AUFGABENSTELLUNG>
Stimmen die folgenden Aussagen mit dem Interview überein? Antworte jeweils mit Ja oder Nein und zitiere die entscheidenden Worte des Interviews wörtlich.
1. Katharina Knötel ist im Juni 2021 zum CIO der Business Unit Deutschland aufgestiegen.
2. Ihr Team in Deutschland hat 100 Mitglieder.
3. Die Abteilung BPT beschäftigt sich ausschließlich mit reiner IT.

AUSGEWÄHLTE TEXTSTELLE>
_ _ _ _

Katharina Knötel ist seit Mitte 2021 CIO von Coca-Cola Europacific Partners Deutschland. Im Interview berichtet sie, wie Innovation funktioniert und wie man Talente fördert. [...]
Frau Knötel, Sie sind im Juni 2021 vom Associate Director Supply Chain zum CIO der Business Unit Deutschland von Coca-Cola Europacific Partners (CCEP) aufgestiegen. Wie ist es Ihnen seitdem ergangen?
Es war eine sehr spannende Zeit, als neues Mitglied im deutschen Geschäftsführungsteam und im europäischen Business Process and Technology (BPT)-Führungsteam. Ich habe viele neue Aufgaben übernommen.
Was genau macht die Abteilung BPT, die Sie leiten?
BPT ist eine Service-Abteilung. Deshalb arbeite ich mit dem gesamten Business, also allen Fachbereichen, eng zusammen. Es geht nicht nur um die reine IT, sondern auch um Business-Prozesse – um die gesamte Wertschöpfungskette angefangen vom Commercial über die zentralen Unternehmensfunktionen wie HR und Finance bis hin zu Produktion, Lager und Logistik. In meiner neuen Managementrolle beschäftige ich mich mit dem Big Picture, also mit der strategischen Ausrichtung der Abteilung, mit Trends und Trainings. Da geht es auch um Fragen wie: Was müssen die Menschen lernen, damit wir sie mitnehmen können? Und wohin wollen wir uns entwickeln?
Wie groß ist Ihr Team?
Mein Team in Deutschland hat 15 Mitglieder. Insgesamt gibt es bundesweit zirka 100 Mitarbeitende in BPT, und wenn wir weiter nach Europa, die Pazifik-Region und Indonesien schauen, sind wir etwa 700. Wir arbeiten alle eng zusammen, da unsere Projekte in den meisten Fällen länderübergreifend sind.

_ _ _ _

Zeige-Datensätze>

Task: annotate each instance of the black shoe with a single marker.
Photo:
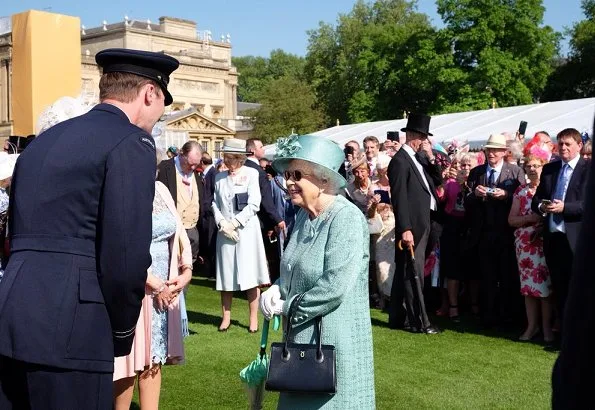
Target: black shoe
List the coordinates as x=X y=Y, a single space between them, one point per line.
x=431 y=330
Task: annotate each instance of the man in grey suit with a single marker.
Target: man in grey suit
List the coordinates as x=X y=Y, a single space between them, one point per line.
x=488 y=205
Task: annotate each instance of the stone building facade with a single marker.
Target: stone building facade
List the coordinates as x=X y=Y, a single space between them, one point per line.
x=204 y=88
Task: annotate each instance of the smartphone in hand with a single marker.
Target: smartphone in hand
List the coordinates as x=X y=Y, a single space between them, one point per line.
x=384 y=196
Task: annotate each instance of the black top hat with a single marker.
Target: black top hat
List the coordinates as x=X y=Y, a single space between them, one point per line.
x=156 y=66
x=418 y=123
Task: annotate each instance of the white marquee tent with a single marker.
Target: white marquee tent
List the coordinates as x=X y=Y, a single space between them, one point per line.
x=476 y=126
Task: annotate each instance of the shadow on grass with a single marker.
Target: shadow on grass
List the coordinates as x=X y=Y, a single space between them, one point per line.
x=468 y=324
x=206 y=319
x=204 y=282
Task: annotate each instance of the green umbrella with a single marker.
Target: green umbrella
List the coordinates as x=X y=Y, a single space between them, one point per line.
x=255 y=373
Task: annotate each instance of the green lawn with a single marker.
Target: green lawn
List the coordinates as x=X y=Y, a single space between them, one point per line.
x=453 y=370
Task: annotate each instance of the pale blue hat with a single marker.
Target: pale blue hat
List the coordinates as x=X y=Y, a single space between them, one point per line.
x=320 y=151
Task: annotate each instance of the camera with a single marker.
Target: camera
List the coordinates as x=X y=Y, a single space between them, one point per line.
x=349 y=150
x=392 y=135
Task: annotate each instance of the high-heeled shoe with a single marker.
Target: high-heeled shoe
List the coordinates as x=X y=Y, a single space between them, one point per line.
x=454 y=318
x=224 y=329
x=532 y=336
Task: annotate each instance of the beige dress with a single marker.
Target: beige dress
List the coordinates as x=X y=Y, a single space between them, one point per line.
x=385 y=246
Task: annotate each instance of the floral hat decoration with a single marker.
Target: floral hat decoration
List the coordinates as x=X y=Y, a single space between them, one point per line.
x=320 y=151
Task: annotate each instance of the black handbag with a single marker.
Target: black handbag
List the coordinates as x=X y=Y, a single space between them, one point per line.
x=302 y=368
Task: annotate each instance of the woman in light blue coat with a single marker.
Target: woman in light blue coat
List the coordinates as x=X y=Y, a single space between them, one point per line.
x=326 y=260
x=240 y=261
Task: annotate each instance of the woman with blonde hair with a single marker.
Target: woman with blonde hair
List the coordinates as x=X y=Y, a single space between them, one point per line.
x=241 y=262
x=535 y=277
x=380 y=206
x=160 y=328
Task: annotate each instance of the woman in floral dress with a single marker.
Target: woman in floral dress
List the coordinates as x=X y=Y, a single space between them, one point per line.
x=535 y=277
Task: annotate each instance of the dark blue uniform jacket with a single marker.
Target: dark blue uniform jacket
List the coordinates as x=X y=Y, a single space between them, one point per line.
x=80 y=232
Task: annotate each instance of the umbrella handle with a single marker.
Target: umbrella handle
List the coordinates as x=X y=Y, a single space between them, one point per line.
x=265 y=334
x=265 y=330
x=411 y=250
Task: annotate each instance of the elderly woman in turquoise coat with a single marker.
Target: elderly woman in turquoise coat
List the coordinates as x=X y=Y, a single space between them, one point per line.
x=327 y=261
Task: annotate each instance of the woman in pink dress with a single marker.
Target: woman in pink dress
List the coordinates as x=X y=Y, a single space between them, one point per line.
x=535 y=277
x=159 y=330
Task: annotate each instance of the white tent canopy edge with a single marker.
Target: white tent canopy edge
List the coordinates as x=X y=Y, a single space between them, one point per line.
x=477 y=126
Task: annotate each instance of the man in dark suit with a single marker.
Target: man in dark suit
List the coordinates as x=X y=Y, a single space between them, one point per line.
x=270 y=220
x=207 y=225
x=559 y=198
x=492 y=186
x=573 y=375
x=80 y=232
x=413 y=176
x=185 y=186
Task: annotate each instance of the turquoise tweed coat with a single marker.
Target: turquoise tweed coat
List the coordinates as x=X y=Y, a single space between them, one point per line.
x=327 y=259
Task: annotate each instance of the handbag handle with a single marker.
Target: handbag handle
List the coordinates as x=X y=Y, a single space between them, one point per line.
x=292 y=309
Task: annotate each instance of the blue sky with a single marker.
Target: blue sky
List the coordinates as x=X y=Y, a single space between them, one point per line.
x=256 y=27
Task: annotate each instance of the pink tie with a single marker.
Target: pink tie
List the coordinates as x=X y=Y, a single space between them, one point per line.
x=186 y=181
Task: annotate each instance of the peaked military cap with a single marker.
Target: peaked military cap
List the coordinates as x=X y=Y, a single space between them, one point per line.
x=156 y=66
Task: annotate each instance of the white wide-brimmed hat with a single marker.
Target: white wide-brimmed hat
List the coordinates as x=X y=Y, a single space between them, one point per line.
x=234 y=146
x=497 y=141
x=62 y=109
x=7 y=163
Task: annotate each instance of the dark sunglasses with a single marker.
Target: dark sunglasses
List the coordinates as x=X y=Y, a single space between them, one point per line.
x=295 y=175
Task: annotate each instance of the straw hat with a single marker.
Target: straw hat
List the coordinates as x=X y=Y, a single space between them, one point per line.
x=497 y=141
x=234 y=146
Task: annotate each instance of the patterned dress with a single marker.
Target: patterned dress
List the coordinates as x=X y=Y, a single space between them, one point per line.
x=535 y=276
x=327 y=260
x=164 y=227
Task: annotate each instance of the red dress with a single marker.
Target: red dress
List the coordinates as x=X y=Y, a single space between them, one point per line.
x=535 y=276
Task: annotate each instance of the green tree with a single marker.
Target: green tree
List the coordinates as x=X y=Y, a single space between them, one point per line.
x=356 y=68
x=287 y=105
x=502 y=49
x=257 y=72
x=575 y=77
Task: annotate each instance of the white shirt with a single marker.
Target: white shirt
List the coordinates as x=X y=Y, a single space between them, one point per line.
x=498 y=170
x=411 y=153
x=561 y=227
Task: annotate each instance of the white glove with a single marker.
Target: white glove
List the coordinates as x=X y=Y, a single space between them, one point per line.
x=268 y=300
x=229 y=230
x=278 y=306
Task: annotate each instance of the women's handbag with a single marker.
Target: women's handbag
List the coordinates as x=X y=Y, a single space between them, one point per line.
x=302 y=368
x=375 y=225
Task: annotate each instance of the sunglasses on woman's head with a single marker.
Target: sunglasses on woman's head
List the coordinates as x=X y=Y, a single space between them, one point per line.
x=295 y=175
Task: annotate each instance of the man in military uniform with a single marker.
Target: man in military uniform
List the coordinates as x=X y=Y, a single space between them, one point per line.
x=80 y=226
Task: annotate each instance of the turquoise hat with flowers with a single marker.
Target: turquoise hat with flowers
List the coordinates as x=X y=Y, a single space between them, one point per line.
x=319 y=151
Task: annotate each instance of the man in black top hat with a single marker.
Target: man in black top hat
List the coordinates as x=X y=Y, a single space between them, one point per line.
x=80 y=231
x=413 y=176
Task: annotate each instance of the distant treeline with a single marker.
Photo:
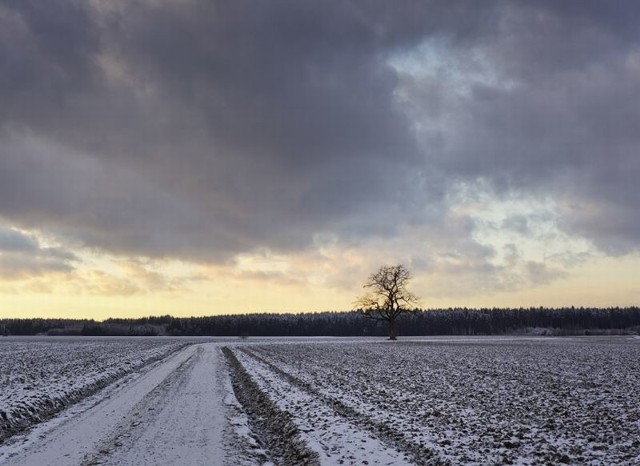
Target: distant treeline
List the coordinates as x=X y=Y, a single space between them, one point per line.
x=460 y=321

_ _ _ _

LÖSUNG>
1. Ja: „Sie sind im Juni 2021 vom Associate Director Supply Chain zum CIO der Business Unit Deutschland von Coca-Cola Europacific Partners (CCEP) aufgestiegen.“
2. Nein: „Mein Team in Deutschland hat 15 Mitglieder.“
3. Nein: „Es geht nicht nur um die reine IT, sondern auch um Business-Prozesse“